■ Work to be completed
Format the lines below as a JSON list of strings, with one string per line and no entries for blank lines.

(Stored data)
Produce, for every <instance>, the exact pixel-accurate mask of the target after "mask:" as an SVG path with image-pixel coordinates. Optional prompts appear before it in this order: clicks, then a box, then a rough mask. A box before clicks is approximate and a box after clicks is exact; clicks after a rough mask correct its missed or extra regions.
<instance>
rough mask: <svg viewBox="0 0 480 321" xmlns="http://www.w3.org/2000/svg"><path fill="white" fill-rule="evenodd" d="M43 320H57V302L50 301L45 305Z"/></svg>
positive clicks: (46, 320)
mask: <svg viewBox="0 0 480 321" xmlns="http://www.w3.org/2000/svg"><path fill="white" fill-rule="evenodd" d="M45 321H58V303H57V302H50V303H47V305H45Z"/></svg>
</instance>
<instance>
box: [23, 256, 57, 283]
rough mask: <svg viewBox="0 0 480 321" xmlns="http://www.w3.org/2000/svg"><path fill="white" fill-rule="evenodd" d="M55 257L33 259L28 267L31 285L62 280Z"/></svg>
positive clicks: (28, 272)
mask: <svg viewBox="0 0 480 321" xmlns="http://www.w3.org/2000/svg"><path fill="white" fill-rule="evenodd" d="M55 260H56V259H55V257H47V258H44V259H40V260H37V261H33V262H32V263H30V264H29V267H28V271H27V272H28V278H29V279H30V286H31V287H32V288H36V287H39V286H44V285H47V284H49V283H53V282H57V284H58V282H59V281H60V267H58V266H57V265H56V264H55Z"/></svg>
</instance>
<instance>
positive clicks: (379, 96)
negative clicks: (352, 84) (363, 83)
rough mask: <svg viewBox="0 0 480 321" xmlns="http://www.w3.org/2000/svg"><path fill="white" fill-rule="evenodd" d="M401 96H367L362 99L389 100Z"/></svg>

■ Result
[
  "Produce, for every <instance>, the exact pixel-accurate mask of the target after \"mask:\" as an SVG path with image-pixel coordinates. Optional prompts appear before it in this order: clicks, then a box, then a rough mask. A box before clicks is approximate and a box after clicks is exact; clicks after a rough mask correct its missed or extra regions.",
  "<instance>",
  "rough mask: <svg viewBox=\"0 0 480 321\" xmlns=\"http://www.w3.org/2000/svg\"><path fill=\"white\" fill-rule=\"evenodd\" d=\"M43 320H57V302L50 301L45 305Z\"/></svg>",
  "positive clicks: (46, 320)",
  "mask: <svg viewBox=\"0 0 480 321\" xmlns=\"http://www.w3.org/2000/svg\"><path fill=\"white\" fill-rule=\"evenodd\" d=\"M45 321H58V303H57V302H50V303H47V305H45Z\"/></svg>",
  "</instance>",
  "<instance>",
  "box: [23, 256, 57, 283]",
  "rough mask: <svg viewBox=\"0 0 480 321\" xmlns=\"http://www.w3.org/2000/svg\"><path fill=\"white\" fill-rule=\"evenodd\" d=\"M55 257L33 259L28 267L31 285L62 280Z\"/></svg>",
  "positive clicks: (28, 272)",
  "mask: <svg viewBox=\"0 0 480 321\" xmlns=\"http://www.w3.org/2000/svg\"><path fill=\"white\" fill-rule=\"evenodd\" d=\"M55 260H56V259H55V257H47V258H44V259H40V260H37V261H33V262H32V263H30V264H29V267H28V271H27V272H28V278H29V279H30V286H31V287H32V288H36V287H39V286H44V285H47V284H49V283H53V282H57V284H58V282H59V281H60V267H58V266H57V265H56V264H55Z\"/></svg>",
  "</instance>",
  "<instance>",
  "positive clicks: (379, 96)",
  "negative clicks: (352, 84) (363, 83)",
  "rough mask: <svg viewBox=\"0 0 480 321\" xmlns=\"http://www.w3.org/2000/svg\"><path fill=\"white\" fill-rule=\"evenodd\" d=\"M401 96H367L362 99L389 100Z\"/></svg>"
]